**SHORT TASK 1:**
From the records, repeat the lines from the line with "Could you mark the region of every instance of the black" up to and including the line with "Now the black", word for word.

**SELECTED EXCERPT:**

============================================================

- Promotions: Championship Wrestling from Florida (1987) Florida Championship Wrestling (1988)
- First event: First (1987)
- Last event: Second (1988)

= Eddie Graham Memorial Show =

Professional wrestling event

The Eddie Graham Memorial Show was an annual professional wrestling event held in 1987 and 1988 as a tribute to wrestler Eddie Graham. The first show was held by Championship Wrestling from Florida in 1987, shortly before it merged with Jim Crockett Promotions, and by Mike Graham under the Florida Championship Wrestling banner the following year.

The second show was held as an interpromotional supercard including the American Wrestling Association and World Class Championship Wrestling, most notably, featuring a "champion vs. champion" match between WCWA World Heavyweight Champion Kerry von Erich and AWA World Heavyweight Champion Jerry "The King" Lawler in the main event.

============================================================

**SUPPLIED RECORDS:**
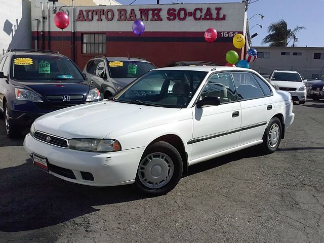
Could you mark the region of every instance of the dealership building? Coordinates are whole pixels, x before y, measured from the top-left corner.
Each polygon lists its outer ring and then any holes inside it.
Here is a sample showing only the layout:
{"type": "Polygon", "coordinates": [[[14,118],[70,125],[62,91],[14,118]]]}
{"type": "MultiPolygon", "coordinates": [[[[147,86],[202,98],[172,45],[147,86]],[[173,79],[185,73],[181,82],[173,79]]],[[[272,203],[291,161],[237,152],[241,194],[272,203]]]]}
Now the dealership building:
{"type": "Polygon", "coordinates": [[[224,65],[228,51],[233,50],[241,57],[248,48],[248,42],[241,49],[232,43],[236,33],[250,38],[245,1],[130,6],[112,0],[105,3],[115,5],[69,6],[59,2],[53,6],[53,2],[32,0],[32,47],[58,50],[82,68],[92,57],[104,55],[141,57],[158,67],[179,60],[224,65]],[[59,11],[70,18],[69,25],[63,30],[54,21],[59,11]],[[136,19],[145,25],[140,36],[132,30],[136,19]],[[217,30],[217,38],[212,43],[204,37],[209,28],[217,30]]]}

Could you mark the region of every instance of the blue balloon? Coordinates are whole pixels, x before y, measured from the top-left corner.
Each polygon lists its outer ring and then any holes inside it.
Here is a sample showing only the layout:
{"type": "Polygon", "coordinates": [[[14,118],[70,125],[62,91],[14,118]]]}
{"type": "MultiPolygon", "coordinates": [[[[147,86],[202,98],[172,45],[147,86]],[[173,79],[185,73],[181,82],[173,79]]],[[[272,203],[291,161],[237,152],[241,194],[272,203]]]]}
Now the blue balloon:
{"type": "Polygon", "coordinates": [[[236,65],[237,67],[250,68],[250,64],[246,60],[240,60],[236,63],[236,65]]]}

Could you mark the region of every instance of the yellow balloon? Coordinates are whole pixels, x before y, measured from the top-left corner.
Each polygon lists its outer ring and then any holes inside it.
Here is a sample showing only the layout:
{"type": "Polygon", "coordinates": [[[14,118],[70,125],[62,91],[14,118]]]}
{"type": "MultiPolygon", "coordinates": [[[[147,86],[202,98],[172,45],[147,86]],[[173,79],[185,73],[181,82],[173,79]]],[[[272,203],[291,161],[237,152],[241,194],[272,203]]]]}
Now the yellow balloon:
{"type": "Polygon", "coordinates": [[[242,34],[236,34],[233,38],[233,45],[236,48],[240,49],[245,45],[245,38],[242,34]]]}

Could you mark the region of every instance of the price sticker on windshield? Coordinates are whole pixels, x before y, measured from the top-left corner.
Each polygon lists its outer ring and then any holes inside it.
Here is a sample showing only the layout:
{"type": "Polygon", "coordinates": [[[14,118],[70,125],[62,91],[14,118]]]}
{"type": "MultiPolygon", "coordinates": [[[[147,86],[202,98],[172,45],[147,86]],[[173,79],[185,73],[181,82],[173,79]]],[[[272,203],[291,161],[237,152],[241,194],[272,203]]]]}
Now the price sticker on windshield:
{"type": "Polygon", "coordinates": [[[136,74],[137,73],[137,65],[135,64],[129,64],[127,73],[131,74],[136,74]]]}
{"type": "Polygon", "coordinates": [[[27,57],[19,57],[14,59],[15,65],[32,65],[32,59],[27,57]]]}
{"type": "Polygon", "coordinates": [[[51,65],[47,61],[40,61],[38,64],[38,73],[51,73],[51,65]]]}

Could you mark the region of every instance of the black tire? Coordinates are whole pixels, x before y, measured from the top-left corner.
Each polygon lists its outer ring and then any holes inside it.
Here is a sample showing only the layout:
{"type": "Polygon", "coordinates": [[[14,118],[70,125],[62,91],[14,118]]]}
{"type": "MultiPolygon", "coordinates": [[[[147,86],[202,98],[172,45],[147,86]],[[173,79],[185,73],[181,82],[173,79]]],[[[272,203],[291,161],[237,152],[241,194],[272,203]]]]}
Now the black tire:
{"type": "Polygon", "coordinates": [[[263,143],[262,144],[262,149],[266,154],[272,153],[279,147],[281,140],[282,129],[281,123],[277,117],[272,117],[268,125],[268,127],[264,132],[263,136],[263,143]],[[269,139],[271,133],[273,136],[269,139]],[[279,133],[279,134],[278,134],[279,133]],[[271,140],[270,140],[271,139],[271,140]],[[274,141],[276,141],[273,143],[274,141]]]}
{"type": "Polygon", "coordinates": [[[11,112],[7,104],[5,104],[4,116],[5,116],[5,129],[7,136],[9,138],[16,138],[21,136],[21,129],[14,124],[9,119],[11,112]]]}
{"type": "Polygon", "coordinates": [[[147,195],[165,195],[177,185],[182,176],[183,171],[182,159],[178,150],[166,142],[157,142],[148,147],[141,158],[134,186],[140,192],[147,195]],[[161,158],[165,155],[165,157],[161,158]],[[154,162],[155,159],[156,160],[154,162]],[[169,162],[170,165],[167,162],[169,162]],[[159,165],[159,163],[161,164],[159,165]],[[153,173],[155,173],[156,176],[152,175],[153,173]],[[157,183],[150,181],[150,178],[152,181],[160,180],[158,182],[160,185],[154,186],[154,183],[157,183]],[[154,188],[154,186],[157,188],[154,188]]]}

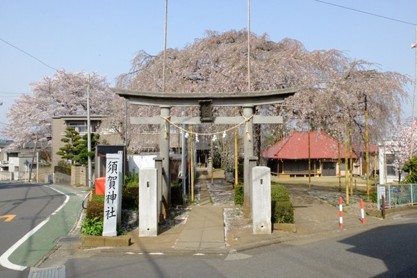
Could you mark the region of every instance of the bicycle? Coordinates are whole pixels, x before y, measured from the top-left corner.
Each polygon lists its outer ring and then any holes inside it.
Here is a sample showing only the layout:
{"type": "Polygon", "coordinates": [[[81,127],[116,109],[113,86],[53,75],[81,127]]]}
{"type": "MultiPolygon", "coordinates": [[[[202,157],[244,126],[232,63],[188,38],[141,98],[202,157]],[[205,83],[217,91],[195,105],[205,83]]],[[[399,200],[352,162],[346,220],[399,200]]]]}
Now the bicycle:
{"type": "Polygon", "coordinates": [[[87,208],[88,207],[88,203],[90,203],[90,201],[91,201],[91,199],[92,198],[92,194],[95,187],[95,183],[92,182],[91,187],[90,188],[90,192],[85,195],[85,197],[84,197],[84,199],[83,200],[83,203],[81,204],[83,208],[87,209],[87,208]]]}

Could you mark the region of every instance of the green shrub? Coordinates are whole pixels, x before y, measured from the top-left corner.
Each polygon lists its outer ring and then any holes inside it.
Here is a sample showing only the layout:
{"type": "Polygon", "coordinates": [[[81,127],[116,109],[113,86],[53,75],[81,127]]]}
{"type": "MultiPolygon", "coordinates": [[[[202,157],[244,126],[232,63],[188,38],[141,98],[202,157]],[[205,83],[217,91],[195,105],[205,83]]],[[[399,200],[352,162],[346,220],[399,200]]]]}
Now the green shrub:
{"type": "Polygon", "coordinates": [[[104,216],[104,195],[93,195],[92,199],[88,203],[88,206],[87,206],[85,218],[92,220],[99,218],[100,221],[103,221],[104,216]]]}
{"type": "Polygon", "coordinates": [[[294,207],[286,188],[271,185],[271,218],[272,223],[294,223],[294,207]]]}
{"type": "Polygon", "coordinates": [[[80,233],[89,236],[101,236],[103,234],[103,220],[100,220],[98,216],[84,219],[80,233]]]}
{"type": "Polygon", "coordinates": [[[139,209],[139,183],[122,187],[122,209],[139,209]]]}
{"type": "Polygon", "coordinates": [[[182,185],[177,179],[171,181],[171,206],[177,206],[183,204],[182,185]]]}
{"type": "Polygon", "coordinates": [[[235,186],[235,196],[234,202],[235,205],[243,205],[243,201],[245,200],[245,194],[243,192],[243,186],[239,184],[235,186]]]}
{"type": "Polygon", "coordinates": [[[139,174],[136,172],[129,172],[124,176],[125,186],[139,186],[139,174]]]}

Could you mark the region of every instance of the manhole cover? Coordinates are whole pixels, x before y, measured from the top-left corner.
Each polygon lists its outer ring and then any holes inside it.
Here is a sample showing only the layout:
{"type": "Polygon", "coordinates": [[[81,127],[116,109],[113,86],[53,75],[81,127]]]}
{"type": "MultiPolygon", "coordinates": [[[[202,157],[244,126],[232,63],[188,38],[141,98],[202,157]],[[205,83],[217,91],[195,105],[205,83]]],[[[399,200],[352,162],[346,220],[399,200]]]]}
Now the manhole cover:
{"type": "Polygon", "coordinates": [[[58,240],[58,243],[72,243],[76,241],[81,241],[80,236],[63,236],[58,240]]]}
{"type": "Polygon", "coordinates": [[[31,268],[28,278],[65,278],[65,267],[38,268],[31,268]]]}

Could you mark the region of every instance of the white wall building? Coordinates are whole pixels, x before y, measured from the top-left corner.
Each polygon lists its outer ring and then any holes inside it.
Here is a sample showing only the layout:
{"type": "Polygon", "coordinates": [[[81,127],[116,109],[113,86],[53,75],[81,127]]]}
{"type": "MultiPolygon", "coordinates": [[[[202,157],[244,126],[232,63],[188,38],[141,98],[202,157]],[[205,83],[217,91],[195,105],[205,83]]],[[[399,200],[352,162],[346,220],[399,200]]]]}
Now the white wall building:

============================================================

**SHORT TASK 2:**
Translate this sentence from the text on the Eddie Graham Memorial Show into Spanish: "The Eddie Graham Memorial Show was an annual professional wrestling event held in 1987 and 1988 as a tribute to wrestler Eddie Graham."

**TASK RESULT 1:**
Could you mark the region of every instance of the black tire? Coordinates are whole pixels, x before y, measured from the top-left corner.
Each polygon lists its outer ring and then any holes inside it.
Here is a sample showing only the layout:
{"type": "Polygon", "coordinates": [[[14,118],[70,125],[62,91],[14,118]]]}
{"type": "MultiPolygon", "coordinates": [[[[147,86],[202,98],[172,45],[147,86]],[[173,79],[185,73],[181,82],[173,79]]],[[[272,203],[291,161],[237,152],[241,194],[272,203]]]]}
Now the black tire:

**TASK RESULT 2:**
El Eddie Graham Memorial Show fue un evento anual de lucha libre profesional celebrado en 1987 y 1988 como homenaje al luchador Eddie Graham.